Task requirements:
- a) According to the text on AI detractors, how is the no-true-scotsman fallacy defined?
- b) Reproduce word for word everything in the text on AI detractors from "From a definition" down to "not be detractors).".

Selected text:
In short, what it comes down to, is you do not know this to be true: "Detractors from AI often refuse to learn how to use it or argue that it doesn't do everything perfectly so you shouldn't use it." If you do know that to be true, please provide the citations. Sociology is a bitch, because we like to make stereotypes but it turns out that you really don't know anything about the individual you are talking to. You don't know their experiences, their learnings, their age.

Further, humans tend to have very small sample sizes based on their experiences. If you met one detractor every second for the rest of the year, your experiences would still not be statistically significant.

You can say, in your experience, in your conversations, but as a general true-ism - you need to provide some data. Further, even in your conversations, do you always really know how much the other person knows? For example, you assumed (or at least heavily implied) that I just learned the name of logical fallacies. I'm actually quite old, it's been a long while since I learned the name of logical fallacies. Regardless, it does not matter so long as the fallacies are correctly applied. Which I think they were, and I'll defend it in depth compared to your shallow dismissal.

Quoting from earlier:

> Detractors from AI often refuse to learn how to use it.. you have to learn how to use it well before you can have a sensible opinion about it.

Clearly, if you don't like AI, you just have not learned enough about it. This argument assumes that detractors are not coming from a place of experience. This is an no-true-scotsman. They wouldn't be detractors if they had more experience, you just need to do it better! The assumption of the experience level of detractors gives away the fallacy. Clearly detractors just have not learned enough.

From a definition of no-true-scotsman [1], "The no true Scotsman fallacy is the attempt to defend a generalization by denying the validity of any counterexamples given." In this case, the counterexamples provided by detractors are discounted because they (assumingly) simply have not learned how to use AI. A detractor could say "this technology does not work", and of course they are 'wrong' because they don't know how to use it well enough. Thus, the generalization is that AI is useful and the detractors are wrong due to a lack of knowledge (and so implying if they knew more, they would not be detractors).

Listed entries:

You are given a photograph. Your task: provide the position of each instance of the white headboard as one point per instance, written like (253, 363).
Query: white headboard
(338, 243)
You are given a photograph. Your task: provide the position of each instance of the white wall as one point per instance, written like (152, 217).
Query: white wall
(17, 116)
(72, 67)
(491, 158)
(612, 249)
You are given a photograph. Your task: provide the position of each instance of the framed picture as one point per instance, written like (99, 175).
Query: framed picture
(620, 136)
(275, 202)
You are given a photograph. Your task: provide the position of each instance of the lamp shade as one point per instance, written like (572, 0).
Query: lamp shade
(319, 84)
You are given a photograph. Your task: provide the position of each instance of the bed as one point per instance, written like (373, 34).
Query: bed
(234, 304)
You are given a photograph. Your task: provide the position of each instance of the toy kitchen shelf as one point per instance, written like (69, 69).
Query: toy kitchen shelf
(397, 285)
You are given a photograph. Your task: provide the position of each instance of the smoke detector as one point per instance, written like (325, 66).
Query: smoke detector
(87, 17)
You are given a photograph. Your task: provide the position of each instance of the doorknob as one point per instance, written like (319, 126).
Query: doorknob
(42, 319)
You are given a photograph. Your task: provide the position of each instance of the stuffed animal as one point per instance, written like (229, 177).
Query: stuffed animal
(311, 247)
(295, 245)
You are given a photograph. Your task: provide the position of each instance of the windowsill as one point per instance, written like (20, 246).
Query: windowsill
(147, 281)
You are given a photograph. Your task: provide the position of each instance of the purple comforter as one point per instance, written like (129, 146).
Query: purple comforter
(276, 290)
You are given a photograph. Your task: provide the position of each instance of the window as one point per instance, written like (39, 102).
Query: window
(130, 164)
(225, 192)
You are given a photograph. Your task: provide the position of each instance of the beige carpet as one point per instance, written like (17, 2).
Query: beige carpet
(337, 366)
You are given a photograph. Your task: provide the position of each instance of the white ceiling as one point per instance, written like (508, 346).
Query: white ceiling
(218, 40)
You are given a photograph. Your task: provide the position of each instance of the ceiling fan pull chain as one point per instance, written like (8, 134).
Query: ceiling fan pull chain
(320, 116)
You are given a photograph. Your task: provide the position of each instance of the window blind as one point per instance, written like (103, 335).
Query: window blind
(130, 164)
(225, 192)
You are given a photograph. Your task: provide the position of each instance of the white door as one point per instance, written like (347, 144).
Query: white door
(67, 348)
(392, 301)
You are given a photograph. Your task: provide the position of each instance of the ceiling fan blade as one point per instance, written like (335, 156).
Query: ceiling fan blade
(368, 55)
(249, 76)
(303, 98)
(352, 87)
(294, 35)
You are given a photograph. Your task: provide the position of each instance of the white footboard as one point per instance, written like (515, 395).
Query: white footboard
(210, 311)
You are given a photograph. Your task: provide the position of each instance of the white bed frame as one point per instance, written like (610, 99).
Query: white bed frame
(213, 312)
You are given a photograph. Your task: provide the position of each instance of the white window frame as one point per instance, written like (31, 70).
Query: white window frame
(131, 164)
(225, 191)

Answer list:
- a) It is the attempt to defend a generalization by denying the validity of any counterexamples given.

- b)
From a definition of no-true-scotsman [1], "The no true Scotsman fallacy is the attempt to defend a generalization by denying the validity of any counterexamples given." In this case, the counterexamples provided by detractors are discounted because they (assumingly) simply have not learned how to use AI. A detractor could say "this technology does not work", and of course they are 'wrong' because they don't know how to use it well enough. Thus, the generalization is that AI is useful and the detractors are wrong due to a lack of knowledge (and so implying if they knew more, they would not be detractors).